---- Passage
Intel-XE Archive on lore.kernel.org
 help / color / mirror / Atom feed
* [PATCH] drm/xe: Unify fault injection hooks for CSC, GT reset
@ 2026-04-13  4:51 Mallesh Koujalagi
  2026-04-13  5:01 ` ✗ CI.checkpatch: warning for " Patchwork
                   ` (8 more replies)
  0 siblings, 9 replies; 11+ messages in thread
From: Mallesh Koujalagi @ 2026-04-13  4:51 UTC (permalink / raw)
  To: intel-xe, rodrigo.vivi, matthew.brost
  Cc: anshuman.gupta, badal.nilawar, riana.tauro, karthik.poosa,
	sk.anirban, raag.jadav, Mallesh Koujalagi

The fault injection code was scattered: the GT reset
hook lived in xe_gt.h as an inline function with its own global
variable, the CSC hook had a separate global in xe_hw_error.c with
an extern declaration, and each was individually registered in
xe_debugfs.c. Adding a new error type meant editing many files and
copy-pasting the same boilerplate.

Create a single, centralized fault injection module
(xe_fault_inject.c/h) that manages all fault types through one
table. Each type is just an entry in an enum and a one-line row in
a descriptor array -- no more scattered globals, externs, or
per-type inline helpers.
--------
- [Problem statement]: Please reproduce the patch email above word for word, from its first line to its last.
---- Dataset excerpts
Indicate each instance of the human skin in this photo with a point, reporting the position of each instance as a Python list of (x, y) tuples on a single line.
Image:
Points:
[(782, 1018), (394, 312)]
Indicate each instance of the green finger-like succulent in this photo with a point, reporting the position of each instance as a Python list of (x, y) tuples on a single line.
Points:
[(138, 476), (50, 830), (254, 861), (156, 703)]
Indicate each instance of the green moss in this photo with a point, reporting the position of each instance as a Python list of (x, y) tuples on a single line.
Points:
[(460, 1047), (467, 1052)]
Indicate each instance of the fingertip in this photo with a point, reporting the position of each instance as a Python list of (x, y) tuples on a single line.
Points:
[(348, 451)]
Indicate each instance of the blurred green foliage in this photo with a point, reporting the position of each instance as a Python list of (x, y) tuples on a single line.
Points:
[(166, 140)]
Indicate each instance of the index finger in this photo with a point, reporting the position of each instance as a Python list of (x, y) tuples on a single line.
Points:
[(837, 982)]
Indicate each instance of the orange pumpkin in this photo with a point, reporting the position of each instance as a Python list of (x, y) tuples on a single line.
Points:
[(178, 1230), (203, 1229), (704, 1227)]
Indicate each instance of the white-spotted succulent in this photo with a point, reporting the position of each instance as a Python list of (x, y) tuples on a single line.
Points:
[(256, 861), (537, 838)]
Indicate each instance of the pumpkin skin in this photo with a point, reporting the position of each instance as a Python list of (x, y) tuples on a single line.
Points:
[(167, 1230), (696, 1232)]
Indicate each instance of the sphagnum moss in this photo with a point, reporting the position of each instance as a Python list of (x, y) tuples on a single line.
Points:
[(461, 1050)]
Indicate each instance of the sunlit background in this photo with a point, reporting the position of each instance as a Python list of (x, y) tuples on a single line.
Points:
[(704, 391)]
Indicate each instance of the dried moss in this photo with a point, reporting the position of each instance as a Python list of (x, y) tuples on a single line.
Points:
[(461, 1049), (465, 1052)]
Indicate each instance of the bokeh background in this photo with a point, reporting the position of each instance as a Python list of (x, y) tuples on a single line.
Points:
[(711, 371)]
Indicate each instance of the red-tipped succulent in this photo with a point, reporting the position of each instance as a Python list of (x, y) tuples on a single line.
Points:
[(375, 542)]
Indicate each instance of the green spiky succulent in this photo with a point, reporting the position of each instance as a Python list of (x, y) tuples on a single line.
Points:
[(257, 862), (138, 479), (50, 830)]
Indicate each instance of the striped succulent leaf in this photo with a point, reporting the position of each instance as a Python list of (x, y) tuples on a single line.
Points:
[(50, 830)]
--------
- [Output of the exercise]:
Intel-XE Archive on lore.kernel.org
 help / color / mirror / Atom feed
* [PATCH] drm/xe: Unify fault injection hooks for CSC, GT reset
@ 2026-04-13  4:51 Mallesh Koujalagi
  2026-04-13  5:01 ` ✗ CI.checkpatch: warning for " Patchwork
                   ` (8 more replies)
  0 siblings, 9 replies; 11+ messages in thread
From: Mallesh Koujalagi @ 2026-04-13  4:51 UTC (permalink / raw)
  To: intel-xe, rodrigo.vivi, matthew.brost
  Cc: anshuman.gupta, badal.nilawar, riana.tauro, karthik.poosa,
	sk.anirban, raag.jadav, Mallesh Koujalagi

The fault injection code was scattered: the GT reset
hook lived in xe_gt.h as an inline function with its own global
variable, the CSC hook had a separate global in xe_hw_error.c with
an extern declaration, and each was individually registered in
xe_debugfs.c. Adding a new error type meant editing many files and
copy-pasting the same boilerplate.

Create a single, centralized fault injection module
(xe_fault_inject.c/h) that manages all fault types through one
table. Each type is just an entry in an enum and a one-line row in
a descriptor array -- no more scattered globals, externs, or
per-type inline helpers.